§ **Page extract**:
----------

This module contains a global default codec register (DEFAULT_REGISTER) and codecs for some commonly used media types (which are already present in the default register).
An instance of CodecRegister, pre-populated with common codecs and used by default within intessa for content negotiation.
The default codecs defined in this module are:
Type | Media Types | Aliases | Codec |
---|---|---|---|
Text | text/plain | text | TextCodec |
HTML Forms | application/x-www-form-urlencoded | form | SimpleFormCodec |
Multipart Forms | multipart/form-data | multipart | MultipartFormCodec |
JSON | application/json, text/javascript | json, json-js (respectively) | JSONCodec |
XML | application/xml | xml | XMLCodec |
Default text codec.
Decode a bytestring to unicode, using the content type’s charset.
>>> TextCodec.decode(ContentType('text/plain; charset=utf-8'),
... 'H\xc3\xa9llo W\xc3\xb6rld')
u'H\xe9llo W\xf6rld'
>>> TextCodec.decode(ContentType('text/plain; charset=latin1'),
... 'H\xe9llo W\xf6rld')
u'H\xe9llo W\xf6rld'
If no charset is present, this method assumes the input is UTF-8:
>>> TextCodec.decode(ContentType('text/plain'),
... 'H\xc3\xa9llo W\xc3\xb6rld')
u'H\xe9llo W\xf6rld'
The decoder always uses ‘strict’ error handling:
>>> TextCodec.decode(ContentType('text/plain; charset=us-ascii'),
... 'H\xc3\xa9llo W\xc3\xb6rld')
Traceback (most recent call last):
...
UnicodeDecodeError: 'ascii' codec can't decode byte 0xc3 in position 1: ordinal not in range(128)
Encode a unicode string as a bytestring using an encoding.
Parameters: |
|
---|
Codec for simple application/x-www-form-urlencoded HTML forms.
Decode the encoded form, returning a MultiDict.
For content types without a charset, returns an instance of webob.multidict.MultiDict with bytestrings:
>>> form_type = ContentType('application/x-www-form-urlencoded')
>>> SimpleFormCodec.decode(form_type, 'a=b&c=d')
MultiDict([('a', 'b'), ('c', 'd')])
If a charset is given, the input is decoded using it, returning a UnicodeMultiDict instead:
>>> utf8_form_type = ContentType(
... 'application/x-www-form-urlencoded; charset=utf-8')
>>> SimpleFormCodec.decode(utf8_form_type, 'h%C3%A9llo=w%C3%B8rld')
UnicodeMultiDict([(u'h\xe9llo', u'w\xf8rld')])
Encode a simple dictionary of strings to an HTML form.
Parameters: |
|
---|
The simplest case, dictionaries of bytestrings, works:
>>> SimpleFormCodec.encode('application/x-www-form-urlencoded',
... {'a': 'b', 'c': 'd'})
(ContentType(...), 'a=b&c=d')
You can also pass in lists of key, value pairs:
>>> SimpleFormCodec.encode('application/x-www-form-urlencoded',
... [('a', 'b'), ('c', 'd')])

----------

§ **Dataset rows**:
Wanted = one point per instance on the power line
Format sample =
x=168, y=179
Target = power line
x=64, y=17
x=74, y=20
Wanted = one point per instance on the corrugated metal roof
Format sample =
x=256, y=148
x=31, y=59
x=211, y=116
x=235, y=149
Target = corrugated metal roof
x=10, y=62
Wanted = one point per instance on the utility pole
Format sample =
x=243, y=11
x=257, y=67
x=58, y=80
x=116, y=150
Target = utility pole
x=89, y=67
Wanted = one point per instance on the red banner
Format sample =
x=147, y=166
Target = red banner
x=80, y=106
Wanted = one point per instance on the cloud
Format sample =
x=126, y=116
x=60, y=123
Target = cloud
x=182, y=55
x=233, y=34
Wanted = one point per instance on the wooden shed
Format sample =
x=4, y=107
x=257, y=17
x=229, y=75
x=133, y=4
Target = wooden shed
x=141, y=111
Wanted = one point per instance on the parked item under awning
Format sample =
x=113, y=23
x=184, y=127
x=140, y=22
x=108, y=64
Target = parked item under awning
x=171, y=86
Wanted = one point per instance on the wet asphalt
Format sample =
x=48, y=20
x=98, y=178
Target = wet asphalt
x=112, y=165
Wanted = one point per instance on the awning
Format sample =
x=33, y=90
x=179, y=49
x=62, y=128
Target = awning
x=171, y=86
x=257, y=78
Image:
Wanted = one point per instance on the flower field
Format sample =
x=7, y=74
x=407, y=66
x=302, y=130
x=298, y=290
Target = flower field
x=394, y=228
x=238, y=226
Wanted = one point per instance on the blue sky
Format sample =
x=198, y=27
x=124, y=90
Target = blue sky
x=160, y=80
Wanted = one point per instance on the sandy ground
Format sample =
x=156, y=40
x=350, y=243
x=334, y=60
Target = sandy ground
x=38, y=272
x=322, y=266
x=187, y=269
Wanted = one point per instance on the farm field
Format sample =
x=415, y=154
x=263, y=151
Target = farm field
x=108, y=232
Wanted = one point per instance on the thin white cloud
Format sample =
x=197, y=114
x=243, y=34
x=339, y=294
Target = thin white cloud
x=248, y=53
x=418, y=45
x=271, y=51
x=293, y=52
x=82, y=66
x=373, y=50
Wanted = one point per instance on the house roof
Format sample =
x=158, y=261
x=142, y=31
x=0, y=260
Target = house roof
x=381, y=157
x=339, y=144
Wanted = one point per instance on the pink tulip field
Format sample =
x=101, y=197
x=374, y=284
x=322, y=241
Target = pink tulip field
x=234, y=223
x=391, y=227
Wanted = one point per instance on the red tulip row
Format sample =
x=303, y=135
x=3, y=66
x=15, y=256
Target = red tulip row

----------

§ **What is asked**:
- A) Answer these questions about the codecs documentation:
(i) Which codec handles the media type multipart/form-data?
(ii) What encoding does the text codec's decode method assume when no charset is present?
(iii) What does SimpleFormCodec.decode return when the content type includes a charset?
- B) Repeat the passage of the codecs documentation that begins at the words "For content types" and stops after "an HTML form.".
The entries have no connection to the codecs documentation.

§ **Responses for each task**:
- A)
(i) MultipartFormCodec
(ii) UTF-8
(iii) A UnicodeMultiDict

- B)
For content types without a charset, returns an instance of webob.multidict.MultiDict with bytestrings:
>>> form_type = ContentType('application/x-www-form-urlencoded')
>>> SimpleFormCodec.decode(form_type, 'a=b&c=d')
MultiDict([('a', 'b'), ('c', 'd')])
If a charset is given, the input is decoded using it, returning a UnicodeMultiDict instead:
>>> utf8_form_type = ContentType(
... 'application/x-www-form-urlencoded; charset=utf-8')
>>> SimpleFormCodec.decode(utf8_form_type, 'h%C3%A9llo=w%C3%B8rld')
UnicodeMultiDict([(u'h\xe9llo', u'w\xf8rld')])
Encode a simple dictionary of strings to an HTML form.